__TEXT EXCERPT__
^^^^

Great Free Software — Why real companies cannot competePosted: October 19, 2012 From time to time I find myself needing new software, more or less on the fly, and, increasingly, I am finding that the software that I end up selecting is open source or crowd-developed.
Yesterday, for instance, I needed to grab a complete copy of a web-site and discovered HTTrack Website Copier, a terrific open source software package available here with a very rudimentary Wikipedia entry here. I found the software by using Google, entering “Wikipedia web crawler open source” as a search criteria, and going from there.
The HTTrack software simply works and it is free (at least on the surface — more about this below,) but these are not the real reasons why I selected HTTrack over commercially available alternatives. Rather, the real reasons for selecting HTTrack was that it was immediately available, could be accessed and used without any hassle whatsoever, and was supported by an enthusiastic crowd, eager to provide the software and associated services to me. Moreover, as it is the case with most software in the open source or collaboration software domain, HTTrack is simple and to the point…. something very important to consumers operating in an increasingly complicated world.
The Issue with Commercial Software
In most cases, the issue with commercial options when you are looking for software for individual use or for use by small groups is not the price, but rather the difficulties associated with accessing and trying the software and the monolithic, totalitarian, and big-brother image projected by the company owning the rights to the commercial software package.
Simply put, downloading and using or trialing commercial software is much more tedious than doing so for open source software — in particular if you are not really sure what you want and, therefore, may want to try it out before actually paying anything or registering yourself as a user. The process of downloading and starting HTTrack, for instance, consisted of one click on the HTTtrack web-site. No one asked me who I was or what I wanted to do. No one demanded anything from me, and, once I was done with the software, I could uninstall it without anyone nagging me about it and without worrying about refunds and whether or not I had gottent value for my money.
In my posting about a bug in Smartware, Western Digital’s software for automatic backups, I have written about the interesting — but not surprising — fact, that software developers who work for love produce far better software than do software developers who work for profit, and, so, I was not surprised to discover that HTTrack was excellent software.
In my view the answer to the question as to why the non-commercial software market produces excellent software is a mix of this love, globalization, and the limited financial means available to the developers in this market.

^^^^

__DATA SHOWN__
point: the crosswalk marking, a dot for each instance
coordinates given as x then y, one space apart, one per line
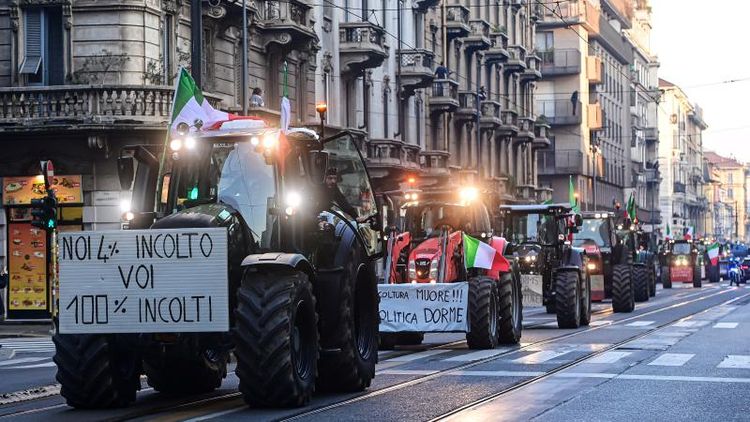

^^^^

__REQUESTS__
a - Please reproduce the free software post word for word, starting at "In my posting" and ending at "in this market.".
b - In one to three sentences, explain the real reasons the free software post gives for choosing HTTrack over commercial alternatives.
c - What did the writer enter into Google to find HTTrack, according to the free software post?
The material plays no part in this work.

__EXPECTED RESULTS__
a -
In my posting about a bug in Smartware, Western Digital’s software for automatic backups, I have written about the interesting — but not surprising — fact, that software developers who work for love produce far better software than do software developers who work for profit, and, so, I was not surprised to discover that HTTrack was excellent software.
In my view the answer to the question as to why the non-commercial software market produces excellent software is a mix of this love, globalization, and the limited financial means available to the developers in this market.

b - HTTrack was immediately available, could be accessed and used without any hassle, and was supported by an enthusiastic crowd eager to provide the software and related services. It was also simple and to the point, which the post calls very important to consumers in an increasingly complicated world.

c - "Wikipedia web crawler open source"